SUPPLIED PASSAGE:
Dominican University’s President Nicola Pitchford on Place, the Professoriate, and Justice Conversations in American Universities
By Elissa Johnston
Where do ecology, justice, writing, and administrative labor intersect? In the work that President Nicola Pitchford, former professor of English at Fordham, is doing as a thinker, writer, and leader of Dominican University of California.
Dr. Pitchford has served as the president of Dominican University (a small comprehensive university in Marin County, California) since 2021. This April, she sat down with English News to discuss her work as an administrator, teacher, and researcher at Fordham and beyond.
Dr. Pitchford expressed love and gratitude for the Fordham English community, particularly the opportunities and support she received during her time here. “Fordham’s English Department, along with the Comparative Literature program, were great places to come through the tenure system. I felt so supported by colleagues; it was, for me, a very collegial experience in the department, including as a woman, and I was very grateful for that.” She also expressed gratitude for the enduring friendships with faculty and students that developed during her time here.
Dr. Pitchford’s record at Fordham features a remarkable amount of administrative service. During her time here, she served as Director of Graduate Studies in English, Chair of the English department, Co-Director of the Literary Studies Program, and Associate Vice President and Associate Chief Academic Officer. But as Dr. Pitchford shared, she didn’t start out thinking she would have such a talent for administrative labor: “I was told by my mentor when I was a grad student never to take on administrative positions like DGS or department chair if I could help it because my scholarly work would suffer so much. She was right, but I’m not sorry about those trade-offs,” she told me, laughing a little.

PROVIDED DATA:
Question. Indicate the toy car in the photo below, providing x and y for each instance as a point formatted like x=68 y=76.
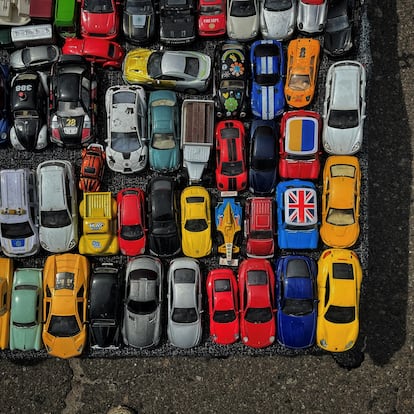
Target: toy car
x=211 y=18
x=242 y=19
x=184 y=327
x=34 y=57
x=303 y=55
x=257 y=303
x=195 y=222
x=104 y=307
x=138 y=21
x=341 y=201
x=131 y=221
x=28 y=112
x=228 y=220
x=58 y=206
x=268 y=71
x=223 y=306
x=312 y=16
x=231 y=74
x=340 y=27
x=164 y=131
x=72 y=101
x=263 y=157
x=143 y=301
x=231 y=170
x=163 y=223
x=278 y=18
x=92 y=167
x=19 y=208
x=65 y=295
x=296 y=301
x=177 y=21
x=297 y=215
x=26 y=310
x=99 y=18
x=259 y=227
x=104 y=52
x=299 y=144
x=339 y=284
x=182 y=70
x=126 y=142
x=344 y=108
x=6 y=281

---

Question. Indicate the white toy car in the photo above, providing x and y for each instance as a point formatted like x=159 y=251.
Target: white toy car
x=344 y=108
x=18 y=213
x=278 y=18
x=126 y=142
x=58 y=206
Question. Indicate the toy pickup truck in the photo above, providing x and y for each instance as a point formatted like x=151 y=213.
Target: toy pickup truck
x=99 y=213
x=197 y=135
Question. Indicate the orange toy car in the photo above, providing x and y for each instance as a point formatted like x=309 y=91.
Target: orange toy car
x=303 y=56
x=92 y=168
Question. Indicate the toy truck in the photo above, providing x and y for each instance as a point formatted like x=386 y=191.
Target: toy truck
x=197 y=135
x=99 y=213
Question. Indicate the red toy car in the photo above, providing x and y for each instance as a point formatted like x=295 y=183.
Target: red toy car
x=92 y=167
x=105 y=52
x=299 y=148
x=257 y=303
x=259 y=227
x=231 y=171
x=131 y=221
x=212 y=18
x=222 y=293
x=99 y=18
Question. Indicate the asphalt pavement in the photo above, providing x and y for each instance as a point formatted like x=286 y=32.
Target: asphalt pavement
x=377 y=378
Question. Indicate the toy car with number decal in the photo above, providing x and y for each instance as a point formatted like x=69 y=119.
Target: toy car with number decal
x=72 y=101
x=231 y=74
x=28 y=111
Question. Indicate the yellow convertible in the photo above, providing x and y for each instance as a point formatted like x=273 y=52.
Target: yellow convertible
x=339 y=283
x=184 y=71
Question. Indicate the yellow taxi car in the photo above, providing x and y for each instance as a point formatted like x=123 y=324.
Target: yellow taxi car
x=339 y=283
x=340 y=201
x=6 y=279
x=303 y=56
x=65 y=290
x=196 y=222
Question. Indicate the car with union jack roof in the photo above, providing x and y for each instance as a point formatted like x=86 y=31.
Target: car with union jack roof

---

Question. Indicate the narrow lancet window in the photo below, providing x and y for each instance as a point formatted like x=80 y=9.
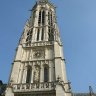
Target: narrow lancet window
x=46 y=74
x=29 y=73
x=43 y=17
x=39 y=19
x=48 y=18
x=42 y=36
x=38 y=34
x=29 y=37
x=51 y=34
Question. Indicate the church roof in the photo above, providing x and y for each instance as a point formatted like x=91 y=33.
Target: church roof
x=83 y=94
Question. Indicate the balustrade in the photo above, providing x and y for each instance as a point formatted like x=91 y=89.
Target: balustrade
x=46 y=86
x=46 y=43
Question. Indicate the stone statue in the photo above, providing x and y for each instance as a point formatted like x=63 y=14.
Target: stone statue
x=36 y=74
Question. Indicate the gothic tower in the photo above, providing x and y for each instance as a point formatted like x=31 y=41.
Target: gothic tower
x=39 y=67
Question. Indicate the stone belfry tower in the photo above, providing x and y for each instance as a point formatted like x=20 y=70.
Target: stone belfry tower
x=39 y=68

WHAT TO DO:
1. Copy the profile of Dominican University's president word for word, beginning at the words "Dr. Pitchford has" and ending after the words "developed during her time here.".
2. Reproduce the entries above without alteration, beginning at the line that has "Question. Indicate the asphalt" and stopping after the line that has "x=196 y=222".

OUTPUTS:
1.
Dr. Pitchford has served as the president of Dominican University (a small comprehensive university in Marin County, California) since 2021. This April, she sat down with English News to discuss her work as an administrator, teacher, and researcher at Fordham and beyond.
Dr. Pitchford expressed love and gratitude for the Fordham English community, particularly the opportunities and support she received during her time here. “Fordham’s English Department, along with the Comparative Literature program, were great places to come through the tenure system. I felt so supported by colleagues; it was, for me, a very collegial experience in the department, including as a woman, and I was very grateful for that.” She also expressed gratitude for the enduring friendships with faculty and students that developed during her time here.

2.
Question. Indicate the asphalt pavement in the photo above, providing x and y for each instance as a point formatted like x=286 y=32.
Target: asphalt pavement
x=377 y=378
Question. Indicate the toy car with number decal in the photo above, providing x and y for each instance as a point formatted like x=69 y=119.
Target: toy car with number decal
x=72 y=101
x=231 y=74
x=28 y=111
Question. Indicate the yellow convertible in the photo above, providing x and y for each instance as a point formatted like x=273 y=52.
Target: yellow convertible
x=339 y=283
x=184 y=71
Question. Indicate the yellow taxi car in the photo above, providing x and y for each instance as a point formatted like x=123 y=324.
Target: yellow taxi car
x=339 y=283
x=340 y=201
x=6 y=279
x=303 y=56
x=65 y=290
x=196 y=222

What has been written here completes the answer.